··· TEXT EXTRACT ···
A classification function that computes \(\hat{y}\), the estimated class, via \(p(y|x)\). JM introduce the sigmoid and softmax tools.
An objective function for learning, usually minimizing error on training examples. JM use the cross-entropy loss function.
An algorithm for optimizing the objective function. JM intro the stochastic gradient descent algorithm.
The Sigmoid
The sigmoid is a function that takes a real-valued number and maps it into the range [0,1], ie to a probability range. It is nearly linear around 0 but flattens towards the ends, squashing outliers toward 0 or 1. It’s also differentiable, which means it can be used for learning.
Given a feature vector \([x_1,x_2,\dots , x_n]\) the binary classifier output can be 1 (meaning the observation is a member of the class) or 0 (not a member). We want to know the probability \(P(y=1|x)\).
Logistic regression solves this task by learning, from a training set, a vector of weights and a bias term.
Weights: Each weight \(w_i\) is a real number, associated with one of the input features \(x_i\). The weight represents how important the feature is to the classification decision. It can be positive (provides evidence that the instance belongs in the positive class) or negative (evidence for belonging in the negative class).
Bias term: The bias term, also called the intercept is another real number that’s added to the weighted inputs.
So to make a decision on a test instance we multiply each feature by its weight, sum them, then add the bias term b. This gives us the weighted sum of the evidence, z:
\[z = \left( \sum^n_{i=1} w_ix_i \right) + b\]
We can express this in linear algebra terms using the dot product notation:
\[z = w \cdot x + b\]
Note that z could be in the range \((-\infty , \infty)\). To create a probability we need to pass z through the sigmoid function, also called the logistic function, which gives logistic regression its name. The sigmoid is denoted \(\sigma (z)\), and has the following equation:
\[\sigma (z) = \frac{1}{1+e^{-z}} = \frac{1}{1+ \exp (-z)}\]
Graphically:
To make a classification decision, we can say that .5 will be the decision boundary, and that if \(P(y=1|x) > 0.5\) the classification is 1, otherwise 0.
···
WHAT TO PRODUCE: From the logistic regression notes, list every tool, function, or algorithm that the notes say JM introduce or use.
··· DATA SECTION ···
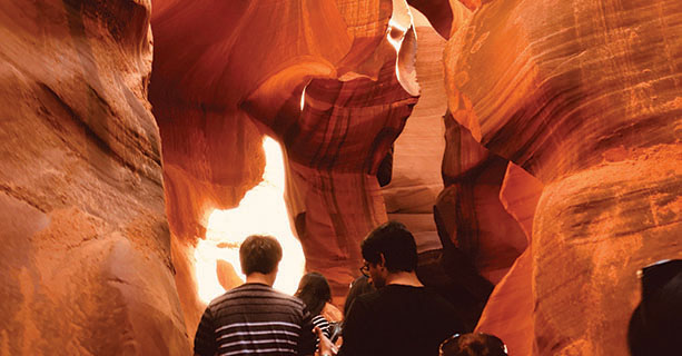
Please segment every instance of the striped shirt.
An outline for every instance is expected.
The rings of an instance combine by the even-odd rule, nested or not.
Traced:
···
TASK SOLUTION:
- the sigmoid
- softmax
- the cross-entropy loss function
- the stochastic gradient descent algorithm